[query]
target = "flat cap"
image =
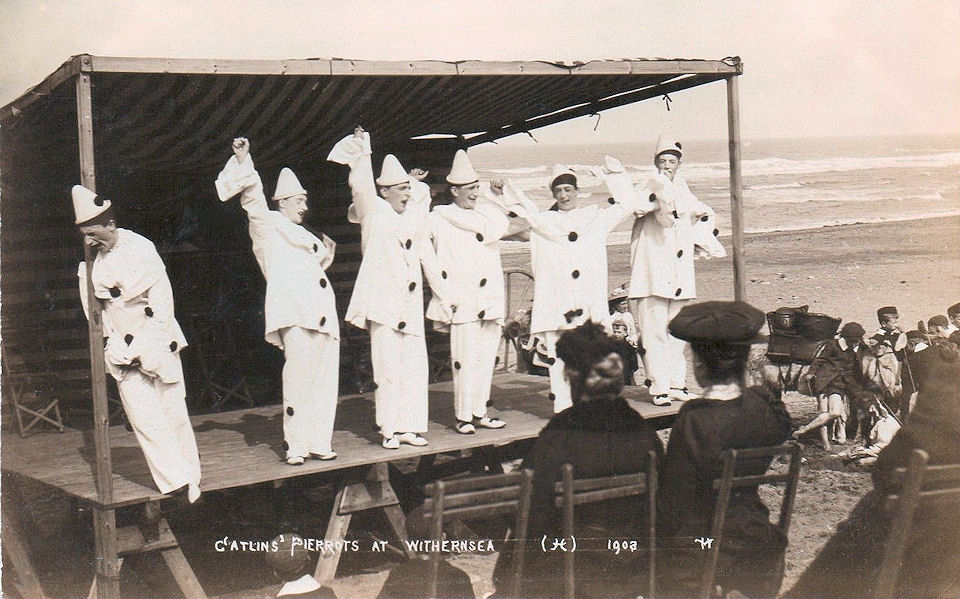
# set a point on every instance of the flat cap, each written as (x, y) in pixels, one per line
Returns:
(891, 310)
(724, 322)
(852, 329)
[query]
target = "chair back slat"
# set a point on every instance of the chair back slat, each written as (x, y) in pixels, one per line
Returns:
(572, 492)
(920, 485)
(478, 496)
(730, 460)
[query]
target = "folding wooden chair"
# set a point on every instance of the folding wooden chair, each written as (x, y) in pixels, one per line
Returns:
(920, 485)
(476, 497)
(25, 388)
(731, 458)
(572, 492)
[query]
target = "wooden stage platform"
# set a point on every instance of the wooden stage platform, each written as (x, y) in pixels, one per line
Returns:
(243, 447)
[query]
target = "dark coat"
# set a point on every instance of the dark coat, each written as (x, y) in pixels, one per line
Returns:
(599, 438)
(846, 566)
(835, 370)
(752, 551)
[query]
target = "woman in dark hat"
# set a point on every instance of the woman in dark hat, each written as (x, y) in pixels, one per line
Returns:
(847, 565)
(726, 416)
(600, 435)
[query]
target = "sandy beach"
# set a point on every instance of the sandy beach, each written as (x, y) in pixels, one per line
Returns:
(845, 271)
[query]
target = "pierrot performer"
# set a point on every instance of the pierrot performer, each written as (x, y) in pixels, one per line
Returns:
(662, 281)
(466, 235)
(299, 309)
(387, 297)
(142, 341)
(568, 253)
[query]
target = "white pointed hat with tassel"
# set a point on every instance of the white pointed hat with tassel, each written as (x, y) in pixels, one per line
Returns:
(288, 185)
(86, 205)
(462, 171)
(562, 170)
(668, 143)
(392, 172)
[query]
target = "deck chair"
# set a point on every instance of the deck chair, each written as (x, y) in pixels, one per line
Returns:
(31, 394)
(729, 481)
(479, 496)
(920, 485)
(572, 492)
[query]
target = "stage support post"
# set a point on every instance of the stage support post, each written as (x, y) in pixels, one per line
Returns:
(736, 188)
(104, 520)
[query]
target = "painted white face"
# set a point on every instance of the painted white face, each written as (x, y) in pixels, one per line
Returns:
(465, 196)
(397, 196)
(100, 238)
(566, 196)
(668, 164)
(293, 208)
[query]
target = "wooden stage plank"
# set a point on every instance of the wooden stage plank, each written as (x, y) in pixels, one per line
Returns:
(243, 447)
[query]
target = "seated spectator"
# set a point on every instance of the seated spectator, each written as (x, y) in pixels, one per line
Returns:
(847, 565)
(834, 374)
(600, 435)
(726, 416)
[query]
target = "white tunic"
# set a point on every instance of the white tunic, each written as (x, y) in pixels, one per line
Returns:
(138, 317)
(568, 252)
(291, 258)
(662, 243)
(467, 243)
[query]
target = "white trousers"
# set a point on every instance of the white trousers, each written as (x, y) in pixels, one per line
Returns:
(157, 412)
(473, 353)
(559, 386)
(664, 363)
(311, 384)
(401, 372)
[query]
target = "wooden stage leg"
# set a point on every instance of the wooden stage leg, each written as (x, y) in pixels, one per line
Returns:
(336, 531)
(372, 492)
(15, 548)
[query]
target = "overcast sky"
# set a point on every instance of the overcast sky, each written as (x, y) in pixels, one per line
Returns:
(811, 68)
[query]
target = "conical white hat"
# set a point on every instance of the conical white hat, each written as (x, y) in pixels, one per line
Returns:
(392, 172)
(461, 172)
(558, 171)
(288, 185)
(668, 143)
(86, 205)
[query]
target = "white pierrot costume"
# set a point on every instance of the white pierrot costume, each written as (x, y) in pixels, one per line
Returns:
(299, 308)
(388, 294)
(664, 243)
(142, 351)
(568, 252)
(467, 243)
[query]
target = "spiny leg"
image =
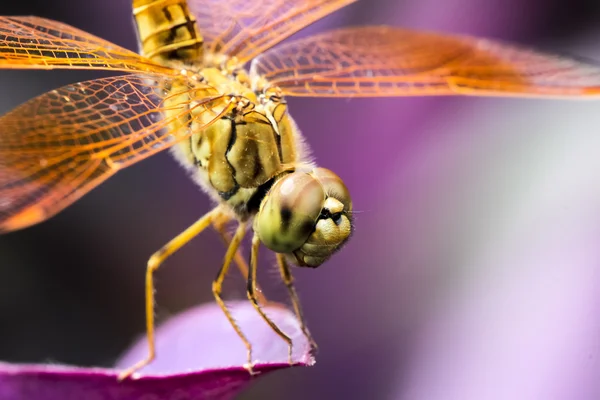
#####
How many lines in the rows above contain the word "woman"? Reply with the number alone.

2